### Exercise objective
Where "background" appears in a line of the entries below, that line should be copied.

### Records to process
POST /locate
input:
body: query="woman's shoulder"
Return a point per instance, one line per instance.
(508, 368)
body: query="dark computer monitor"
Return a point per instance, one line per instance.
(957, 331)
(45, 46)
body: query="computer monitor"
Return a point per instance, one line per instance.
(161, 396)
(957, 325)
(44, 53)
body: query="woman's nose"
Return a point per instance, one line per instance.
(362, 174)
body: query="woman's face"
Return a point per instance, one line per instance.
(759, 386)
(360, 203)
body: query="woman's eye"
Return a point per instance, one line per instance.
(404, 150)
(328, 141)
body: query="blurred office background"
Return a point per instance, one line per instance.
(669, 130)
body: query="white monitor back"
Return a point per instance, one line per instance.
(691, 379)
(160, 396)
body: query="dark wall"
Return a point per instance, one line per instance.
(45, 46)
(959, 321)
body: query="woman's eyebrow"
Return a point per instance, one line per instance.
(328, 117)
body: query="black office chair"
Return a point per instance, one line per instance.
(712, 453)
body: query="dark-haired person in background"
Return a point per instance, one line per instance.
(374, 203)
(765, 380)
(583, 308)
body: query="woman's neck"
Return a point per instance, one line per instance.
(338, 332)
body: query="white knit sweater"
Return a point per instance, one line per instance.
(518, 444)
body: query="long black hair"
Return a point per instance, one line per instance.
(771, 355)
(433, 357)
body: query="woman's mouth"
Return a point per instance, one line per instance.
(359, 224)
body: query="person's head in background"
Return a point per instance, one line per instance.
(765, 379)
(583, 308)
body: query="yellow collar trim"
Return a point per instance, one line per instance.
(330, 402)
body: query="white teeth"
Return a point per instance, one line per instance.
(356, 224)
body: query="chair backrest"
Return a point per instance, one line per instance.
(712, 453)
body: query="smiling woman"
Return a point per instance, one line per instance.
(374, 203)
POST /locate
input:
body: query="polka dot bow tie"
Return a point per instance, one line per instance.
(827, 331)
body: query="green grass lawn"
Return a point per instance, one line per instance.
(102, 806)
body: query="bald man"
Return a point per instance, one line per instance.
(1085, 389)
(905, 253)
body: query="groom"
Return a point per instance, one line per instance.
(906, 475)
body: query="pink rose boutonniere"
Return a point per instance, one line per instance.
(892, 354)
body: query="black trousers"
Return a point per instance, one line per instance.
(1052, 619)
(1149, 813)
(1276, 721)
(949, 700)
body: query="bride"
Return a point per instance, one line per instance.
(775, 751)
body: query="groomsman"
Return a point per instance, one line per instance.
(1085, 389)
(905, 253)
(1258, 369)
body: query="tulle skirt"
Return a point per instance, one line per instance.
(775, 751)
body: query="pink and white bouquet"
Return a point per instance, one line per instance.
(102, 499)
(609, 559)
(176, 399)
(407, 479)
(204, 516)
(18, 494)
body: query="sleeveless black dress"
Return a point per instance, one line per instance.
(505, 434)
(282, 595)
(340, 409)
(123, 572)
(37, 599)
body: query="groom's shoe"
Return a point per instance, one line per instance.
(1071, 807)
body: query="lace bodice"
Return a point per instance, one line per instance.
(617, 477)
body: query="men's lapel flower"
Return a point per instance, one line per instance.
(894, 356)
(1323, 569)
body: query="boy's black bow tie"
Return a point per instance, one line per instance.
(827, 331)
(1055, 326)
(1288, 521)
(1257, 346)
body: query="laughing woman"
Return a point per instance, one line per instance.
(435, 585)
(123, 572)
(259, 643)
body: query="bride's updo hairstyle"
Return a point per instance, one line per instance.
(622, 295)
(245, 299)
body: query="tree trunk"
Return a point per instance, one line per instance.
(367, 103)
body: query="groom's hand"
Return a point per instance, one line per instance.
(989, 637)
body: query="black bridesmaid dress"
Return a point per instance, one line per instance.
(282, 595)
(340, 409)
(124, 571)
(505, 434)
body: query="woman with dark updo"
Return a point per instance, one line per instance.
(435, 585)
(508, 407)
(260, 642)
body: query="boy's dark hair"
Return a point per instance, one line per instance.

### Answer box
body: query="blurred office background"
body: query="dark-haired person in background"
body: query="person's head in background"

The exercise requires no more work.